**The task:**
Reproduce each line of the rows below verbatim, with the same spacing, punctuation, and line breaks.

**Record extracts:**
• • • • • • •
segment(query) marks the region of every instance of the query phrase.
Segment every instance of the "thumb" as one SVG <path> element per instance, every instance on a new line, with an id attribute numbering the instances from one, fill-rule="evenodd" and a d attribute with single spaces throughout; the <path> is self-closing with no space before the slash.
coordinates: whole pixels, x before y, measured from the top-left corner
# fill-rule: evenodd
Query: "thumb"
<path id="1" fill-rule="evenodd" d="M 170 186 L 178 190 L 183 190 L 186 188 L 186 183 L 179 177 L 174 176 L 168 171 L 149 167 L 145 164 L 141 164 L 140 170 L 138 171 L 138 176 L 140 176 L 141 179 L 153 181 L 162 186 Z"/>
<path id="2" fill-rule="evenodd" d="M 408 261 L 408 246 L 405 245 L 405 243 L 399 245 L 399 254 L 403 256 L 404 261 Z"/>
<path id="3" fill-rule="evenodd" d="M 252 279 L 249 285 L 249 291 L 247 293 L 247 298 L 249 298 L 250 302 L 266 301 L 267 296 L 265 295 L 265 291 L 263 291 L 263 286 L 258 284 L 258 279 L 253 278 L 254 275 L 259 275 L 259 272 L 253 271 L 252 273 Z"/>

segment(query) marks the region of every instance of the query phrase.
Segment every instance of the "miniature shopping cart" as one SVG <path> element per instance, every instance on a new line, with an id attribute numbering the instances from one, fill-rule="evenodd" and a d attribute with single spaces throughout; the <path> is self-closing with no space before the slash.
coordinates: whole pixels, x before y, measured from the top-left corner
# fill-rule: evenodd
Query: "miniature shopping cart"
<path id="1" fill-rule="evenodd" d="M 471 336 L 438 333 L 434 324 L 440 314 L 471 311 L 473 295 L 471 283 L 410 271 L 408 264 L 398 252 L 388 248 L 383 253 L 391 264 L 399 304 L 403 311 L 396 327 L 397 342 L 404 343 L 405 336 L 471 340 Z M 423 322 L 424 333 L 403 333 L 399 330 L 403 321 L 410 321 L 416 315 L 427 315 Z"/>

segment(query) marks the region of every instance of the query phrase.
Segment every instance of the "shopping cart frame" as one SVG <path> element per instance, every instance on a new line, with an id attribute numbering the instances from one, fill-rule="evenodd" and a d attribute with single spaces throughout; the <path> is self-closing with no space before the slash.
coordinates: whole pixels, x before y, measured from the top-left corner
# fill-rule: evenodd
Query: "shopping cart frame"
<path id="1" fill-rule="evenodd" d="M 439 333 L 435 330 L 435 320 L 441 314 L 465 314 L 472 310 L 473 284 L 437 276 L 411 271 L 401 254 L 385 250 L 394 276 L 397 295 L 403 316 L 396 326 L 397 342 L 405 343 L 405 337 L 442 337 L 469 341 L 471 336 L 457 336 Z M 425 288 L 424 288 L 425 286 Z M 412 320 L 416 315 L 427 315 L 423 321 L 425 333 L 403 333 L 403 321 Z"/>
• • • • • • •
**Response to the exercise:**
segment(query) marks the region of every instance of the query phrase.
Segment every instance of the "thumb" as one SVG <path> element per instance, every instance on a new line, with an id attribute numbering the instances from one, fill-rule="evenodd" and a d attribute with single spaces throughout; the <path> is self-closing with no space before the slash.
coordinates: whole pixels, x before y, measured from the top-left corner
# fill-rule: evenodd
Query: "thumb"
<path id="1" fill-rule="evenodd" d="M 170 186 L 178 190 L 183 190 L 186 188 L 186 183 L 179 177 L 174 176 L 168 171 L 149 167 L 145 164 L 141 164 L 140 170 L 138 171 L 138 176 L 140 176 L 141 179 L 153 181 L 162 186 Z"/>
<path id="2" fill-rule="evenodd" d="M 408 261 L 408 246 L 405 245 L 405 243 L 399 245 L 399 254 L 403 256 L 404 261 Z"/>
<path id="3" fill-rule="evenodd" d="M 252 279 L 249 285 L 249 291 L 247 293 L 247 298 L 249 298 L 250 302 L 266 301 L 267 296 L 265 295 L 265 291 L 263 291 L 263 286 L 258 284 L 258 279 L 253 278 L 254 275 L 259 275 L 259 272 L 253 271 L 252 273 Z"/>

segment(query) marks the region of every instance of the query phrase.
Segment every instance of the "miniature shopping cart" as one SVG <path> element per instance, every instance on a new line, with an id attribute numbering the instances from one, fill-rule="evenodd" and a d attribute with single spaces throughout; the <path> is self-closing with no space before the slash.
coordinates: whole pixels, x before y, measured from the top-left corner
# fill-rule: evenodd
Query: "miniature shopping cart"
<path id="1" fill-rule="evenodd" d="M 471 336 L 438 333 L 434 324 L 440 314 L 471 311 L 473 295 L 471 283 L 410 271 L 408 264 L 398 252 L 388 248 L 383 253 L 391 264 L 399 304 L 403 311 L 396 327 L 397 342 L 404 343 L 405 336 L 471 340 Z M 423 322 L 424 333 L 403 333 L 399 330 L 403 321 L 410 321 L 416 315 L 427 315 Z"/>

segment(query) marks the region of every instance of the query phrase.
Segment every instance of the "shopping cart frame" as one SVG <path> element per instance, every instance on a new line, with an id attribute numbering the instances from one, fill-rule="evenodd" and a d attribute with single spaces throughout; the <path> is self-closing with no space before the slash.
coordinates: whole pixels, x before y, measured from the top-left corner
# fill-rule: evenodd
Query: "shopping cart frame"
<path id="1" fill-rule="evenodd" d="M 439 333 L 435 330 L 435 320 L 441 314 L 465 314 L 472 310 L 473 284 L 437 276 L 411 271 L 401 254 L 385 250 L 394 276 L 397 295 L 403 316 L 396 326 L 397 342 L 405 343 L 405 337 L 442 337 L 469 341 L 471 336 L 457 336 Z M 425 288 L 424 288 L 425 286 Z M 412 320 L 416 315 L 427 315 L 423 321 L 425 333 L 403 333 L 403 321 Z"/>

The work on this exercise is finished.